[Opening Reading text section]
There are large amounts of similar claims upon the Netherlands,
Naples, and Denmark. For those upon Spain prior to 1819 indemnity
was, after many years of patient forbearance, obtained; and those
upon Sweden have been lately compromised by a private settlement, in
which the claimants themselves have acquiesced. The Governments of
Denmark and of Naples have been recently reminded of those yet
existing against them, nor will any of them be forgotten while a hope
may be indulged of obtaining justice by the means within the
constitutional power of the Executive, and without resorting to those
means of self-redress which, as well as the time, circumstances, and
occasion which may require them, are within the exclusive competency
of the Legislature.

It is with great satisfaction that I am enabled to bear witness to
the liberal spirit with which the Republic of Colombia has made
satisfaction for well-established claims of a similar character, and
among the documents now communicated to Congress will be
distinguished a treaty of commerce and navigation with that Republic,
the ratifications of which have been exchanged since the last recess
of the Legislature. The negotiation of similar treaties with all of
the independent South American States has been contemplated and may
yet be accomplished. The basis of them all, as proposed by the United
States, has been laid in two principles -- the one of entire and
unqualified reciprocity, the other the mutual obligation of the
parties to place each other permanently upon the footing of the most
favored nation. These principles are, indeed, indispensable to the
effectual emancipation of the American hemisphere from the thralldom
of colonizing monopolies and exclusions, an event rapidly realizing
in the progress of human affairs, and which the resistance still
opposed in certain parts of Europe to the acknowledgment of the
Southern American Republics as independent States will, it is
believed, contribute more effectually to accomplish. The time has
been, and that not remote, when some of those States might, in their
anxious desire to obtain a nominal recognition, have accepted of a
nominal independence, clogged with burdensome conditions, and
exclusive commercial privileges granted to the nation from which they
have separated to the disadvantage of all others. They are all now
aware that such concessions to any European nation would be
incompatible with that independence which they have declared and
maintained

Among the measures which have been suggested to them by the new
relations with one another, resulting from the recent changes in
their condition, is that of assembling at the Isthmus of Panama a
congress, at which each of them should be represented, to deliberate
upon objects important to the welfare of all. The Republics of
Colombia, of Mexico, and of Central America have already deputed
plenipotentiaries to such a meeting, and they have invited the United
States to be also represented there by their ministers. The invitation
has been accepted, and ministers on the part of the United States will
be commissioned to attend at those deliberations, and to take part in
them so far as may be compatible with that neutrality from which it
is neither our intention nor the desire of the other American States
that we should depart.
[Closing Reading text section]
### Activities:
1. Please answer these from the passage:
(a) Which claims have lately been compromised by a private settlement?
(b) With which republic was a treaty of commerce and navigation ratified since the last recess of the Legislature?
(c) Where is the proposed congress of the American states to assemble?
2. Write out the passage from "Among the measures" to "we should depart.", substituting "envoys" for "ministers".
[Opening Entries supplied section]
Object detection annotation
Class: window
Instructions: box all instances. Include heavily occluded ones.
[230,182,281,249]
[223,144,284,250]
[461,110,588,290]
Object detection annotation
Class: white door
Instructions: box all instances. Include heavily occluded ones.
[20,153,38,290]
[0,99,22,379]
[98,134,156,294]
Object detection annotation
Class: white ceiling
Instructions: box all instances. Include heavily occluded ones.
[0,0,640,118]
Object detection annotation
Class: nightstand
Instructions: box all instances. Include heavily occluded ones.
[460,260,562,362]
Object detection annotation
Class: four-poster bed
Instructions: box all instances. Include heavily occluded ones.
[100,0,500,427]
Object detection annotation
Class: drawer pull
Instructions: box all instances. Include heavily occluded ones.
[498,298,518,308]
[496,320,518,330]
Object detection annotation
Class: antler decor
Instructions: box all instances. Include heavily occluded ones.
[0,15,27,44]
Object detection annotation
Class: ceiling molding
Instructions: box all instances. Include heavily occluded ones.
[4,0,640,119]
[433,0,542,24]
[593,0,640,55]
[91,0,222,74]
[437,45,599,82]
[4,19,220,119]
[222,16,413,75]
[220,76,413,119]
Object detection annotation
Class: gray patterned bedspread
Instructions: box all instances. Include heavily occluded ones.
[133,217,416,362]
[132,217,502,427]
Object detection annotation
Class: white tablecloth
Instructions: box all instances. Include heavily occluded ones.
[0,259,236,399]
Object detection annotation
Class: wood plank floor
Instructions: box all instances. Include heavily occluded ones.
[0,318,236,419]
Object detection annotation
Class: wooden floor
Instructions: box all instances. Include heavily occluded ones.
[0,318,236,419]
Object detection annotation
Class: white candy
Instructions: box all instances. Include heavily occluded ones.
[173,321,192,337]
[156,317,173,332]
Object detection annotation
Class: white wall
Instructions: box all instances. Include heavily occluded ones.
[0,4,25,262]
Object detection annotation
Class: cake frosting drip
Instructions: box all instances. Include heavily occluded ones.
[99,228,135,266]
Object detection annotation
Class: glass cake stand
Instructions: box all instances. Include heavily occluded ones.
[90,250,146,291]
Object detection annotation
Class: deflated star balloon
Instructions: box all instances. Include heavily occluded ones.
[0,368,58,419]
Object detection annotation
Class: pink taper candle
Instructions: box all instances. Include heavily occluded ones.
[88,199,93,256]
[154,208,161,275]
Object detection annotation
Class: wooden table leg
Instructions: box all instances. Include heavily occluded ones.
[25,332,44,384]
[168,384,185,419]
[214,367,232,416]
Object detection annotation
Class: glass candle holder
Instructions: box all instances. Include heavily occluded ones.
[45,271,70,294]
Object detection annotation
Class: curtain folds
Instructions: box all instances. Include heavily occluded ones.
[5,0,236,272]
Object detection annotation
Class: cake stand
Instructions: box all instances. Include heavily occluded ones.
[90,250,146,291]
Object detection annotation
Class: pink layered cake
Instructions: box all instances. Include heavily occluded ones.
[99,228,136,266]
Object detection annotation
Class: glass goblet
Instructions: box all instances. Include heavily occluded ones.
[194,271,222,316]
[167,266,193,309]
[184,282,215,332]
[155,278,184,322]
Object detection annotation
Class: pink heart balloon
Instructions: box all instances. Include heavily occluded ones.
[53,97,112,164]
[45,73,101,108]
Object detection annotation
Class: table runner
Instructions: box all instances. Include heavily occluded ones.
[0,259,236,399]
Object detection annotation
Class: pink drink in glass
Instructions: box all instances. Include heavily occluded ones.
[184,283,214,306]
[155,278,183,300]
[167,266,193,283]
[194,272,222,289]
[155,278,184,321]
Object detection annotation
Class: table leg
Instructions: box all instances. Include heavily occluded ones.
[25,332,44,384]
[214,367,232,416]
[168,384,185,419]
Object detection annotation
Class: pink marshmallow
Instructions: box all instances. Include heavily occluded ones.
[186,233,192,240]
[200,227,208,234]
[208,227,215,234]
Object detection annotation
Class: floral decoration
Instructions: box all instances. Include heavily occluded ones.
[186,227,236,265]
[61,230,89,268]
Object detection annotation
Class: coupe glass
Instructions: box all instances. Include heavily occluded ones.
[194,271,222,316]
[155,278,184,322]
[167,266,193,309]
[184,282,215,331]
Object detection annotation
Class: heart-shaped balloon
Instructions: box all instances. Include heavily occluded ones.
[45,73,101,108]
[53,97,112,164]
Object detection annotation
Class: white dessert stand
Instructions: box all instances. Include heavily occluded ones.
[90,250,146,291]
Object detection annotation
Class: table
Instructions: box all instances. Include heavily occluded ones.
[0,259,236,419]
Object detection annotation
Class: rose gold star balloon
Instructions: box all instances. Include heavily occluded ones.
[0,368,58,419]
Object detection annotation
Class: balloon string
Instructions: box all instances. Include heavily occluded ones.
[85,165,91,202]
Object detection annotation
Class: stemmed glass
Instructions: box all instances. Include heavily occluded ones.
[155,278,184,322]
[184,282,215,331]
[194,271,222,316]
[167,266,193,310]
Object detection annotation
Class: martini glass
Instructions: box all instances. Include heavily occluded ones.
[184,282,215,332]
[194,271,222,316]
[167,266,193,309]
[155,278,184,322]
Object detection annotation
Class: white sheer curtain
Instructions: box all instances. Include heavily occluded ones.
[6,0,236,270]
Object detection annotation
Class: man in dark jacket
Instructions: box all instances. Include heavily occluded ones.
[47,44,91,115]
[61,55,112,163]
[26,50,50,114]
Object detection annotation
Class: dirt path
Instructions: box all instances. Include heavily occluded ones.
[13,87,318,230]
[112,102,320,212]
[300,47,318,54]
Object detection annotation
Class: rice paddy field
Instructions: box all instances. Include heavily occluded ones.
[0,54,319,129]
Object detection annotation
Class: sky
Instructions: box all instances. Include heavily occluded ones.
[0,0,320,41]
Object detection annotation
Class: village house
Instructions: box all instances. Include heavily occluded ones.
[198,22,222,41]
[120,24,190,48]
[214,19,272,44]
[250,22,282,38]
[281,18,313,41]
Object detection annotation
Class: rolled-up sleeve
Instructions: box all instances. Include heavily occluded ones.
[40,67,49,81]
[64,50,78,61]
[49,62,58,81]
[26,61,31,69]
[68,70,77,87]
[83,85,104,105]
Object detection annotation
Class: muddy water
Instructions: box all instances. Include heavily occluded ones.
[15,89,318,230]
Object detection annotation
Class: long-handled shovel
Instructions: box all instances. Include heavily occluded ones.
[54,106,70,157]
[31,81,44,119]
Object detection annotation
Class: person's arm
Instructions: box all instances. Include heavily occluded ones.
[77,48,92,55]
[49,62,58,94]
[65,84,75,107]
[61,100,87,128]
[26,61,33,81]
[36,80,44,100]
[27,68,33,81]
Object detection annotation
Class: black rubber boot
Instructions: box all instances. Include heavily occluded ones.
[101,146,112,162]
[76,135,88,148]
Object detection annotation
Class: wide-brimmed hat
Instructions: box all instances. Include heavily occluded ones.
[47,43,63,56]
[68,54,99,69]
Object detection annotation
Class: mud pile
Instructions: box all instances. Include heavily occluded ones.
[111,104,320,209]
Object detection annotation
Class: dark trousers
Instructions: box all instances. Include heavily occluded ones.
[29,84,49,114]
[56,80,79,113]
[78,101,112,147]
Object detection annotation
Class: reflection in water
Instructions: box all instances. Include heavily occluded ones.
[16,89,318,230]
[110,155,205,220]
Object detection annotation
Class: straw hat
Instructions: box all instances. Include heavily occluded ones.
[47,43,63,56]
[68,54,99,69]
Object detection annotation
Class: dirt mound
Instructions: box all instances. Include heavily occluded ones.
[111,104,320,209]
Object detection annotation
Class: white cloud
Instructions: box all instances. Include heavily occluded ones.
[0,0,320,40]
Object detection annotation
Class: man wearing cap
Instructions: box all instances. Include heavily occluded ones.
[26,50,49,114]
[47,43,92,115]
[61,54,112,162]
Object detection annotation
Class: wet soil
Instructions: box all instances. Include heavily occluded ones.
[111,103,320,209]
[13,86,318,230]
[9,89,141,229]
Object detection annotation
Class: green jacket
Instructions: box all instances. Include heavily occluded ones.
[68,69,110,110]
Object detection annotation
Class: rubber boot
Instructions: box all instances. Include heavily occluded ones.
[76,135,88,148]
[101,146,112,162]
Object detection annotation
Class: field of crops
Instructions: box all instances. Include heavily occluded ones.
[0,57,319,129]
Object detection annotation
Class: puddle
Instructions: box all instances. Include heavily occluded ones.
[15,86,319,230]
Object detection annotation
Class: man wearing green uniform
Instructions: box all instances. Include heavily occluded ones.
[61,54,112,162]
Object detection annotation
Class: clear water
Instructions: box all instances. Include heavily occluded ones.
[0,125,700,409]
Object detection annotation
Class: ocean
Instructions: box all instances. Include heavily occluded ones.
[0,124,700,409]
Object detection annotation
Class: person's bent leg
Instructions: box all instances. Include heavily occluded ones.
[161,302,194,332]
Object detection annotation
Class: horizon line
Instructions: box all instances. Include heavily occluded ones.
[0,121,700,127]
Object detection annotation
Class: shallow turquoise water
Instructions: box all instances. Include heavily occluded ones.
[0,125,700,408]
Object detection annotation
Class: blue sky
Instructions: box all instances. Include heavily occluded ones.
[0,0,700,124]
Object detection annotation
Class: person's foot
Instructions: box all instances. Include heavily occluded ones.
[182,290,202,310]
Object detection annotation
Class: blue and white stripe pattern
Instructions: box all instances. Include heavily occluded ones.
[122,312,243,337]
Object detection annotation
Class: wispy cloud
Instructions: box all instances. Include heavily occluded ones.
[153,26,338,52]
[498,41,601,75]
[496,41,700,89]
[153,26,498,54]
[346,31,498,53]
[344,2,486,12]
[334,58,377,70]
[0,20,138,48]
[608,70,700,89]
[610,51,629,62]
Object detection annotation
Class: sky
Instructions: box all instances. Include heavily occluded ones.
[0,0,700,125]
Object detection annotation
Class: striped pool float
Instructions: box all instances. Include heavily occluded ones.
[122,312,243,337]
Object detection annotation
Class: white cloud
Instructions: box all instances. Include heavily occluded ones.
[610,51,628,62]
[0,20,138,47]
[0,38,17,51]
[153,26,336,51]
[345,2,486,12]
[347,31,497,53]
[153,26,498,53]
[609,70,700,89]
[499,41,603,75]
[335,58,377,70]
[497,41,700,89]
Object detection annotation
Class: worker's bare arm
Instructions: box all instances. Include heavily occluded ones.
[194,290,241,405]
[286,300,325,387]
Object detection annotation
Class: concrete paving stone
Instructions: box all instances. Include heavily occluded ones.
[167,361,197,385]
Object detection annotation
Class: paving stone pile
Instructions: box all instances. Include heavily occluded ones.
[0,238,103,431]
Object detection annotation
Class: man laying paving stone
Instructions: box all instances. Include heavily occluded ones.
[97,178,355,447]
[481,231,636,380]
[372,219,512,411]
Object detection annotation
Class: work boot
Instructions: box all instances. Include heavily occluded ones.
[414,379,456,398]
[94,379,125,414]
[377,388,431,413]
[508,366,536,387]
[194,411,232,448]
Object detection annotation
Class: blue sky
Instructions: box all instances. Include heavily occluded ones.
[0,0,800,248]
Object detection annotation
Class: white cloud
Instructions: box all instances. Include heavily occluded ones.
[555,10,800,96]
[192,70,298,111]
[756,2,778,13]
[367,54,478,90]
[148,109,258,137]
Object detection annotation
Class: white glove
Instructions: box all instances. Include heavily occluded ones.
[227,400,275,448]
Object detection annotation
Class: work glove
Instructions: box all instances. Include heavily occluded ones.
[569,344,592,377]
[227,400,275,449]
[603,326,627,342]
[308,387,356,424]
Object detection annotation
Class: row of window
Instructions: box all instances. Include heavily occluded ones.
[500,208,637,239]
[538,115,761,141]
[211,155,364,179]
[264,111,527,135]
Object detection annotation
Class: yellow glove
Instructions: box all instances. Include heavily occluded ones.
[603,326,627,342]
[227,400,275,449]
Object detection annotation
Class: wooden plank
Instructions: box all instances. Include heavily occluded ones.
[Closing Entries supplied section]
### Task-by-task results:
1.
(a) The claims upon Sweden.
(b) The Republic of Colombia.
(c) At the Isthmus of Panama.

2.
Among the measures which have been suggested to them by the new
relations with one another, resulting from the recent changes in
their condition, is that of assembling at the Isthmus of Panama a
congress, at which each of them should be represented, to deliberate
upon objects important to the welfare of all. The Republics of
Colombia, of Mexico, and of Central America have already deputed
plenipotentiaries to such a meeting, and they have invited the United
States to be also represented there by their envoys. The invitation
has been accepted, and envoys on the part of the United States will
be commissioned to attend at those deliberations, and to take part in
them so far as may be compatible with that neutrality from which it
is neither our intention nor the desire of the other American States
that we should depart.